» PROBLEM: In your copy of the entries below, keep every word exactly and leave out all images.

» RECORDS PROVIDED:

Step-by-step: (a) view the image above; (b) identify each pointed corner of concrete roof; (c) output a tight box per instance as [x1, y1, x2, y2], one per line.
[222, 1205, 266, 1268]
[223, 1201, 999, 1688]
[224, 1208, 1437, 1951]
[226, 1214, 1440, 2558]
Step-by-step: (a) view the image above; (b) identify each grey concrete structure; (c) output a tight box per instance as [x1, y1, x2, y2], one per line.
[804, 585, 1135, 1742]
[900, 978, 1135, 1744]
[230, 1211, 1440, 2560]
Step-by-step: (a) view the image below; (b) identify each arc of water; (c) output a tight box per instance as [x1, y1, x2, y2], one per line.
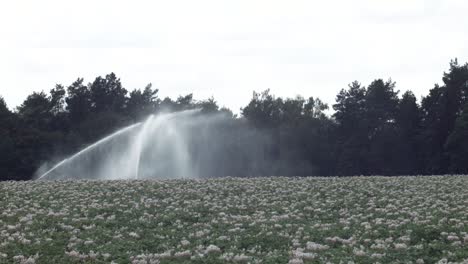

» REPLY:
Step-by-step: (a) view the image above; (b) identify each pointed corner of concrete roof; (c) output a tight box per instance as [x1, y1, x2, y2], one per line.
[222, 1205, 266, 1268]
[223, 1201, 999, 1688]
[224, 1208, 1437, 1951]
[226, 1214, 1440, 2558]
Step-by-step: (a) view the image above; (b) identify each grey concrete structure; (c) output a tight box per instance as [x1, y1, x2, y2], one per line.
[804, 585, 1135, 1742]
[900, 978, 1135, 1744]
[230, 1211, 1440, 2560]
Step-by-step: (a) view the image below; (b) identify each arc of water; (c) output a tight box per instance as [x1, y1, x2, y2], one per line.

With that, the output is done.